**Esplora il materiale:**
A – Secondo il racconto sulla periferia di Bologna, in quale anno ebbe origine il borgo "Cassarini e Pallotti"?
B – Ripeti parola per parola il passo del racconto sulla periferia di Bologna compreso tra "Il borgo, descritto" e "per la fotografia.", estremi inclusi.
C – Prosegui il racconto sulla periferia di Bologna a partire dall'ultima frase riportata.

**Testo dell'esercizio:**
****************************************
I casi della vita

I casi della vita- Breve racconto sulla periferia di Bologna di Ermanno Tarozzi

29 febbraio 2012 alle ore 19.56

I casi della vita

Breve racconto sulla periferia di Bologna di Ermanno Tarozzi

Ho intitolato questa “storia” in modo convenzionale “i casi della vita”.

Il racconto fa infatti riferimento alla tesi  di laurea di una  studentessa, Angela Langone ,di grande interesse, nata dall’idea di una ricerca sociologica sul borgo “Cassarini e Pallotti” noto anche per la denominazione che voleva attribuirgli il progettista del Comune di Bologna:“case degli umili”.

Si dà il caso che l’allora studentessa si sia rivolta  a me, quale coordinatore del Centro di documentazione dell’Acer, essendo alla ricerca di elementi conoscitivi sul borgo. Da lì la ricostruzione, nel testo, anche  di parte della mia  vita, vissuta, per molti anni, in prossimità di questo centro abitato e precisamente nel “cortile dei Montanari”, famiglia che 150 anni or sono  diede  l’origine   alla  celebre trattoria “Sandro al Navile”, tuttora esistente in Via del Sostegno a Bologna.  .

Il borgo, descritto nella tesi con molti particolari di grande interesse , ebbe origine nel 1932  in esecuzione della volontà testamentaria di Alessandro Cassarini, noto anche per la sua passione per la fotografia.

Come avvenne per molta parte degli abitanti dell’antico centro storico di Bologna, le case furono destinate a coloro  che dovettero lasciare la loro abitazione per le demolizioni dell’epoca: in questo caso per l’ampliamento dell’Ateneo della città. La caratteristica comune a questi cittadini, i cosiddetti “miseri”, era, in genere,  l’emarginazione sociale, caratterizzata anche da una assoluta povertà , che il regime fascista voleva comunque occultare tanto è vero  che il borgo- costituito da un blocco omogeneo e compatto di nove fabbricati- aveva la classica caratteristica di molti  caseggiati pubblici dell’epoca, quali le popolari e le popolarissime, costruiti con  un solo ingresso lungo il perimetro che ne delimitava il confine, in modo da sorvegliare le entrate e le uscite di quelli che venivano comunque  considerati potenziali “sovversivi”.
****************************************
**Dati da esaminare:**
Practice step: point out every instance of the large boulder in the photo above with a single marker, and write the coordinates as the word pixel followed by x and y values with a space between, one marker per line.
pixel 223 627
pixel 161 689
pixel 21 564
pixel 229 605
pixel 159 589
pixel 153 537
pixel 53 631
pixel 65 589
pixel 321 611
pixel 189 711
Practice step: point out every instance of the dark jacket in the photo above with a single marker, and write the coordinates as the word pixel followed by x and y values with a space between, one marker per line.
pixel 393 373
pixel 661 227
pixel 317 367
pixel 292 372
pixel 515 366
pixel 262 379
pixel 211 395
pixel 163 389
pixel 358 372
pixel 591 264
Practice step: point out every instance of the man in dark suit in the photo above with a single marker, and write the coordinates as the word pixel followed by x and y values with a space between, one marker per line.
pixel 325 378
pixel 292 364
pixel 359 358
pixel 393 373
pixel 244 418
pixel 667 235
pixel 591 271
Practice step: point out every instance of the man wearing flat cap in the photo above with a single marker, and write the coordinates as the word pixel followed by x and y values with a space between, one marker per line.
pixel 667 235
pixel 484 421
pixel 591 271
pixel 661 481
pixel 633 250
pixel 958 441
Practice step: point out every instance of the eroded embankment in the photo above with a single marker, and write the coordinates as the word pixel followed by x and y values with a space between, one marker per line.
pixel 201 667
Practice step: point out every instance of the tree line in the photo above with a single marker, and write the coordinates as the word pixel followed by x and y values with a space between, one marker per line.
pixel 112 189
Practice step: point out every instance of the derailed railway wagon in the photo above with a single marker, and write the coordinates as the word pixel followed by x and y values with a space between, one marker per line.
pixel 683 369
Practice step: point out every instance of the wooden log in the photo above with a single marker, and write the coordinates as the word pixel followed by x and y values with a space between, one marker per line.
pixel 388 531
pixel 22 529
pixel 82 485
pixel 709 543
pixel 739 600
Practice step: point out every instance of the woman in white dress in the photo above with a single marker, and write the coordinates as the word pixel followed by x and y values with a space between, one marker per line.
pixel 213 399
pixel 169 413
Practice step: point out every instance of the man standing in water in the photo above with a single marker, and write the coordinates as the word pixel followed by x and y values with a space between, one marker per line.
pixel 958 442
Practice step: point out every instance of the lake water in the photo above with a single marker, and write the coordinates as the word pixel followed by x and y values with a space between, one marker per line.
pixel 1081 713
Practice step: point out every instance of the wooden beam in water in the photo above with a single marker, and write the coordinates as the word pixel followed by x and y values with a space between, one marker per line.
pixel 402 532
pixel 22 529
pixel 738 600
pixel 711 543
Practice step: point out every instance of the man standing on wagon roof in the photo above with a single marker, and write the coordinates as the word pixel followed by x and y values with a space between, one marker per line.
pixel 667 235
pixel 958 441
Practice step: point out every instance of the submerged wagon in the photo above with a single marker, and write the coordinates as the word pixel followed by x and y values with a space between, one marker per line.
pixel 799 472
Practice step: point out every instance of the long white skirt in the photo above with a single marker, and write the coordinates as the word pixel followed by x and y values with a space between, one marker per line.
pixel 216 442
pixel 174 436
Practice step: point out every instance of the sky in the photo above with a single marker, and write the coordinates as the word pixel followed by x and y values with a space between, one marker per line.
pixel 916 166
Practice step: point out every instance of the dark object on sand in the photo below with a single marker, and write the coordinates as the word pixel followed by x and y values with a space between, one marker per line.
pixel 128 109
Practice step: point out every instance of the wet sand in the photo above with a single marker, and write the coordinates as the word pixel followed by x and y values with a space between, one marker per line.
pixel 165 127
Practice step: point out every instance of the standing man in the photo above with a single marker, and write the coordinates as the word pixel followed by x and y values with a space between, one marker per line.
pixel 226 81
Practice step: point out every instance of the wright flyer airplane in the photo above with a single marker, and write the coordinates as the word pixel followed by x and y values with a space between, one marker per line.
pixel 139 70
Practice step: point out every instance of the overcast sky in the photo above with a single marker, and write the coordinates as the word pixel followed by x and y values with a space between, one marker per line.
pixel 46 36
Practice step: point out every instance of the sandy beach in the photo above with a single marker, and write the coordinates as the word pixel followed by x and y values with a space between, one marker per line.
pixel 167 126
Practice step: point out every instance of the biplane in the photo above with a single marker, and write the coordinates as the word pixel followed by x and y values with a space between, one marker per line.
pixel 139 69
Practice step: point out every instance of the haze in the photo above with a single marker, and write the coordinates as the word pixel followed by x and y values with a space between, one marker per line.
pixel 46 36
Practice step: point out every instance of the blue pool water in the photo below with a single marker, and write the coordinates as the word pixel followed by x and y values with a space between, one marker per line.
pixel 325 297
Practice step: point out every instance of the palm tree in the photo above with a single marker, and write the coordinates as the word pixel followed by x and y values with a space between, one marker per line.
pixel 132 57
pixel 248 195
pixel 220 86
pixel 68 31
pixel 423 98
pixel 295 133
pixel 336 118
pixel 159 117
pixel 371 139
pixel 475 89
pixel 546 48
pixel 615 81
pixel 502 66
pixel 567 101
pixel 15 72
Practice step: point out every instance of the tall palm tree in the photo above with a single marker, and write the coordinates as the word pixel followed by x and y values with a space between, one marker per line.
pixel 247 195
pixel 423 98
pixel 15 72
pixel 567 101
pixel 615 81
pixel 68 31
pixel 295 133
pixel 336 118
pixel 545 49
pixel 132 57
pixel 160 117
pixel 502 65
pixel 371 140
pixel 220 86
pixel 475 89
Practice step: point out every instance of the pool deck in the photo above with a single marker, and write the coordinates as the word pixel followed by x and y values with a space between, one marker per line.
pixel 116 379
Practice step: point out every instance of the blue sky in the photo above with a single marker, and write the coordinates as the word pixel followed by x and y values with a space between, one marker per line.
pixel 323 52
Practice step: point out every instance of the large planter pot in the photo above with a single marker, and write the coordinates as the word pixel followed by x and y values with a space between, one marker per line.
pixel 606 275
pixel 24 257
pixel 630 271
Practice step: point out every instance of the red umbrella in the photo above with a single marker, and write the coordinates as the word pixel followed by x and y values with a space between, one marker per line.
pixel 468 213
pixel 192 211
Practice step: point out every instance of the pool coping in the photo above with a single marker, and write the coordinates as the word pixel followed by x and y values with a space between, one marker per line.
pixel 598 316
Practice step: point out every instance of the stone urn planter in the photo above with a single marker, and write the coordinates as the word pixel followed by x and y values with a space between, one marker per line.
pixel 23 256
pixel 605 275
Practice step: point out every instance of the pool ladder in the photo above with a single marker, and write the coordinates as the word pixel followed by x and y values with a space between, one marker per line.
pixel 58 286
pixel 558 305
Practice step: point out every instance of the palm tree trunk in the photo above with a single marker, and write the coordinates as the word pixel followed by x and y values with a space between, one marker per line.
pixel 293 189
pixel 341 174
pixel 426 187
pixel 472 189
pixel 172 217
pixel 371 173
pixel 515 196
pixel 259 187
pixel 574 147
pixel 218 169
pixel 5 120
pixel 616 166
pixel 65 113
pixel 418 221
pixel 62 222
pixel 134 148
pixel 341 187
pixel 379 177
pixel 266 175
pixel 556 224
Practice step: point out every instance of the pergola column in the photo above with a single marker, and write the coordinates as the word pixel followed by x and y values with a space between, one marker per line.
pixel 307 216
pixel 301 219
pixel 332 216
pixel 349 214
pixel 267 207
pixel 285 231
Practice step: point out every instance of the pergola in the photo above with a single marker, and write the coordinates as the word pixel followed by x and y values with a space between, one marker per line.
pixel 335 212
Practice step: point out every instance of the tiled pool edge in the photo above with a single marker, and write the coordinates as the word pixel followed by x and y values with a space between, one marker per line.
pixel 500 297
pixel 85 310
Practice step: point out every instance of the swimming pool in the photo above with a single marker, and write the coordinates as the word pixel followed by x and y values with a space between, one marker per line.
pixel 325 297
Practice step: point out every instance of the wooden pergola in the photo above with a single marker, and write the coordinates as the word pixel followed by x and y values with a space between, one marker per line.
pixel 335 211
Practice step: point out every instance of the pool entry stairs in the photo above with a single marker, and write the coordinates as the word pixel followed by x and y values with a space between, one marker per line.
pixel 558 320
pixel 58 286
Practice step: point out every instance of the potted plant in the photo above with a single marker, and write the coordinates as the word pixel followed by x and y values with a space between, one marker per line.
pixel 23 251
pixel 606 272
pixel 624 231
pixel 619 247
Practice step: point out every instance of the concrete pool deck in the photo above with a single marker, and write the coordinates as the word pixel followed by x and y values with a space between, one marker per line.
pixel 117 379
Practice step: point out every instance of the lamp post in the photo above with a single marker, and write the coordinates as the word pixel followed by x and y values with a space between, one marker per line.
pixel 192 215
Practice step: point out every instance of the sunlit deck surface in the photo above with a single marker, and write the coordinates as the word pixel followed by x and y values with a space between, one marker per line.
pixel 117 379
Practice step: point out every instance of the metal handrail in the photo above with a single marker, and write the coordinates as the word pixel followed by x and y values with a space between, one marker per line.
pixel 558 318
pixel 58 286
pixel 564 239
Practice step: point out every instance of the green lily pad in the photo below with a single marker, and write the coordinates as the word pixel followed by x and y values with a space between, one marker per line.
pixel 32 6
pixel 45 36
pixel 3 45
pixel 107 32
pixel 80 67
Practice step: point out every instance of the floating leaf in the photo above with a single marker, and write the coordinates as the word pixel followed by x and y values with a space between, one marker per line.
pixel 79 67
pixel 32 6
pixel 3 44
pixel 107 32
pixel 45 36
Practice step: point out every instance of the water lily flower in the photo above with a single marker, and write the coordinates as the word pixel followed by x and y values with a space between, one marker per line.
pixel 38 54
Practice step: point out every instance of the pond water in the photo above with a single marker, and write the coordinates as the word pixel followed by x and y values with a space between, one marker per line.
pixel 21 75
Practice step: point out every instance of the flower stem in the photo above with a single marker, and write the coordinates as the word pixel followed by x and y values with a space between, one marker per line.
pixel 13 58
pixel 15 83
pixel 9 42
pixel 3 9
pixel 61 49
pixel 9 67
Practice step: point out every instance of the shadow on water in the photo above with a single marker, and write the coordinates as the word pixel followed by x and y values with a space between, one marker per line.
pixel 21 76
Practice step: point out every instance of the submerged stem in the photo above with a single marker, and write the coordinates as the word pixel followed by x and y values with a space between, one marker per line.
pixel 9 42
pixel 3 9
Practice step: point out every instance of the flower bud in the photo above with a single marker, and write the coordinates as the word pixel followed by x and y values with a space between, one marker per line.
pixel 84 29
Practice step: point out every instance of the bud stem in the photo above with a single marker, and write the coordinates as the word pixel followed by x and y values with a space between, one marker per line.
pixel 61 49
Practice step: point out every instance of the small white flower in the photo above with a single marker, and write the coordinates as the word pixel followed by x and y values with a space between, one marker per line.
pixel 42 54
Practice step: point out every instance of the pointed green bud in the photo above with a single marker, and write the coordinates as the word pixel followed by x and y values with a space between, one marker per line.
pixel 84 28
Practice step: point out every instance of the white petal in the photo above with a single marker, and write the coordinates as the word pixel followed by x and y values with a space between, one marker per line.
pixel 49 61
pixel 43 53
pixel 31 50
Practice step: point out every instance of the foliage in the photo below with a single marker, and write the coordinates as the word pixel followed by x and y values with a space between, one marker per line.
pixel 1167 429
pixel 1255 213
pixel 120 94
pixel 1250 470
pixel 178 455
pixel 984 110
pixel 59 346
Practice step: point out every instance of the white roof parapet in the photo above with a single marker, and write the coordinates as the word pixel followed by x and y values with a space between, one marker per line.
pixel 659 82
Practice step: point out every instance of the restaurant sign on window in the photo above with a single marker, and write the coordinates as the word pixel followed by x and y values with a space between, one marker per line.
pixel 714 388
****************************************
**Risposte ai compiti:**
A – Nel 1932.

B –
Il borgo, descritto nella tesi con molti particolari di grande interesse , ebbe origine nel 1932  in esecuzione della volontà testamentaria di Alessandro Cassarini, noto anche per la sua passione per la fotografia.

C –
Foto disegno del complesso Cassarini e Pallotti

Cassarini e Pallotti. Disegno progettuale

Cassarini e Pallotti. Disegno progettuale

V’è da dire  però che, oltre alla pregevole fattura architettonica delle case,  lo spazio comune del borgo, vale a dire il cortile, era ben strutturato con servizi centrali ,  spazi a verde e per il gioco dei bambini, allora “benvenuti” per il  regime,   il cui capo assoluto predicava “se le culle sono vuote, la nazione invecchia e decade”. Con lo scioglimento dell’opera pia “pro domo miserorum” (denominata all’origine “Alessandro e Clodoveo Cassarini e Virginia Pallotti) si ebbe il passaggio degli immobili al comune di Bologna ed alla conseguente gestione dell’allora Istituto Autonomo Case Popolari (ora Acer).

Nel 1982, causa il degrado del borgo, su progetto del Comune di Bologna, lo IACP  cominciò la demolizione e la ricostruzione del complesso che sorge ora in Via Marco Polo, a ridosso del centro civico Lame,  edificato su di un’area lasciata libera dalla demolizione di  fabbricati altrettanto fatiscenti, al punto da essere denominati “le case dei topi”.

Il  nuovo insediamento  delle Cassarini e Pallotti in Via Marco Polo 21 a BolognaFeatured Image -- 26

Il periodo della mia vita che ricordo, divagando del tutto da quanto descritto dalla Langone , va dall’immediato dopoguerra  alla fine degli anni sessanta, in quanto, pur essendo andato ad abitare in seguito alla Bolognina , continuavo a frequentare la zona.

Io ho vissuto nelle vicinanze del borgo e  di altri insediamenti consimili in  uno spazio la cui ampiezza era definita da una distanza  facilmente percorribile nei vari sensi, durante le scorribande, in bicicletta, di noi “legére”( così si chiamavano in dialetto i ragazzi un po’ vivaci) senza dover ottenere speciali permessi dai genitori, vista la  contiguità delle varie zone.

Al centro di questa area,  individuata virtualmente, trovava  sede anche un campo sportivo, nella zona “Oca”, utilizzato da una squadra di calcio, l’ Ancora, di cui anche mio padre fu presidente.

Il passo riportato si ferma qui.